Odd assembly problem

**abachler** · 11-07-2007

except that the results seem to indicate that the MS generated code with the inc in the loop runs slower, even though it 'should' run faster. Im just testing right now, i will probably write the final code in SSE, since speed and accuracy are both important.

**dwks** · 11-07-2007

You do have compiler optimisations enabled, right? With GCC, there is a huge difference even between "gcc" and "gcc -O1".

**abachler** · 11-11-2007

Yes, and while the GetTickCount() code is non-trivial, it is consistent, so the results woudl still be valid for a matrix solution to find the relative speeds of the routines. Now if i coudl only remember how you do those matrix solutions, heh...

**abachler** · 11-11-2007

I retouched the assembly to perform an optimized loop

Code:

int main(int argc, char* argv[]){

    double Input = 1.000;
    __declspec(align(16))  double SIMD_Input[] = {1.0 , 1.0};
    DWORD temp;
    Input = 1.0;
    Start = GetTickCount();
    Stop = Start + 100000;
    temp = 0;
    while(temp < 16777216){
       
        
        Input = sin(atan(Input));
      
        temp++;
        
        }
    printf("%d\t%f\n" , (GetTickCount() - Start) , Input);
    
    Input = 1.0;
    Start = GetTickCount();
    Stop = Start + 100000;
        
        __asm push  ecx
        __asm mov   ecx , 0x01000000
begin:  __asm fld   Input
        __asm fld1
        __asm fpatan
        __asm fsin
        __asm fstp  Input
        __asm loop  begin
        __asm pop   ecx
 
    printf("%d\t%f\n" , (GetTickCount() - Start) , Input);
    
    
    
    
    return 0;
    }

the new results are:

4015 ms for the C/C++
3094 ms for the assembly

anyone care to suggest an optimized loop in C/C++ if you think thats the problem?

Listed entries:

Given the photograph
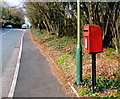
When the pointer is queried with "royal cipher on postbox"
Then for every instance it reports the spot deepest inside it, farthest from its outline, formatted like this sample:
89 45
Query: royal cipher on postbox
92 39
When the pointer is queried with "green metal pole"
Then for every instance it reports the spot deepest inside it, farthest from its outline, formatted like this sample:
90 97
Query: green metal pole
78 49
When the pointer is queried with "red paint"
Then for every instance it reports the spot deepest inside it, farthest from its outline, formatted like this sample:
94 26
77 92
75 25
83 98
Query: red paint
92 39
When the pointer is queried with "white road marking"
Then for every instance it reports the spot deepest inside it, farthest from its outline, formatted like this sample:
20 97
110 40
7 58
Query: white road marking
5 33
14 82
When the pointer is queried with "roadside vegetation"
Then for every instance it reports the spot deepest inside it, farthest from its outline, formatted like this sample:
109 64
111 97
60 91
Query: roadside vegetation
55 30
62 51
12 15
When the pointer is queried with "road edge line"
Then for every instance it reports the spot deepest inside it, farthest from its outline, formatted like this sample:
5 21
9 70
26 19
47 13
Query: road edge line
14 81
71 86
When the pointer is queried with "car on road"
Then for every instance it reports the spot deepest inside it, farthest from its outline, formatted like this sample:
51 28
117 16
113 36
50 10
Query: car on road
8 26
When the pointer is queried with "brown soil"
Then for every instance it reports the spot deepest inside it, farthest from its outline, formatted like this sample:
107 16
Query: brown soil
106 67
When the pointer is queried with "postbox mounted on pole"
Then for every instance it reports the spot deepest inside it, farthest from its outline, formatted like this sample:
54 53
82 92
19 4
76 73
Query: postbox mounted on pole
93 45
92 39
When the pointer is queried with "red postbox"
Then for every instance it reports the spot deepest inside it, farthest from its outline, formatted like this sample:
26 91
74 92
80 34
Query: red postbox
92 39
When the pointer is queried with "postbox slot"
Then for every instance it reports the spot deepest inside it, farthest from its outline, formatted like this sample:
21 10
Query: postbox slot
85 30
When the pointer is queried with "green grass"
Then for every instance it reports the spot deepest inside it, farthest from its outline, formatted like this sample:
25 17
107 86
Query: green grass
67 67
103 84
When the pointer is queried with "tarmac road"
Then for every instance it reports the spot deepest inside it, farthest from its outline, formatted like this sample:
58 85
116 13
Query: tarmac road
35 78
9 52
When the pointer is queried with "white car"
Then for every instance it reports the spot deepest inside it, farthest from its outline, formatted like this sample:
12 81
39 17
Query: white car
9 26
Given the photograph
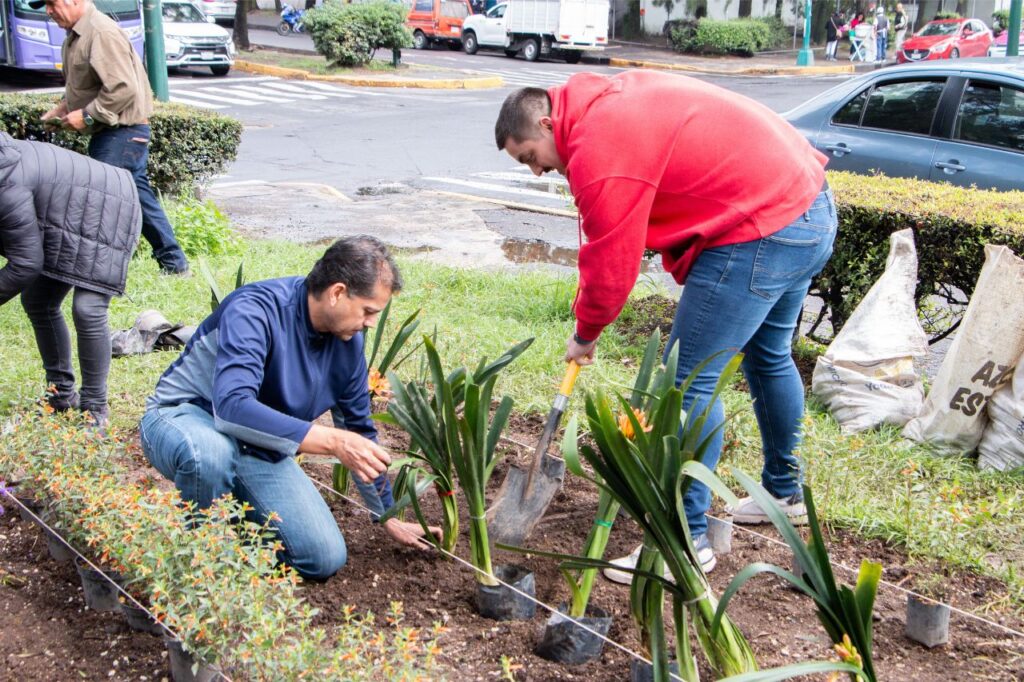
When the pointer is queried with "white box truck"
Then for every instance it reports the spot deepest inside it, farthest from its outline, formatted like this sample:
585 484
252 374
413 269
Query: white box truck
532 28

Directions:
A. Answer these questions from the assembly thread:
(i) Which compiler does dwks name?
(ii) What does abachler say he will probably write the final code in?
(iii) How many milliseconds did the assembly version take in the new results?
B. Extract from the assembly thread the passage that opens with the words containing "Odd assembly problem" and closes with "matrix solutions, heh...".
The material above comes from a separate source, not from the thread.

Task answers:
A.
(i) GCC
(ii) SSE
(iii) 3094 ms

B.
Odd assembly problem

**abachler** · 11-07-2007

except that the results seem to indicate that the MS generated code with the inc in the loop runs slower, even though it 'should' run faster. Im just testing right now, i will probably write the final code in SSE, since speed and accuracy are both important.

**dwks** · 11-07-2007

You do have compiler optimisations enabled, right? With GCC, there is a huge difference even between "gcc" and "gcc -O1".

**abachler** · 11-11-2007

Yes, and while the GetTickCount() code is non-trivial, it is consistent, so the results woudl still be valid for a matrix solution to find the relative speeds of the routines. Now if i coudl only remember how you do those matrix solutions, heh...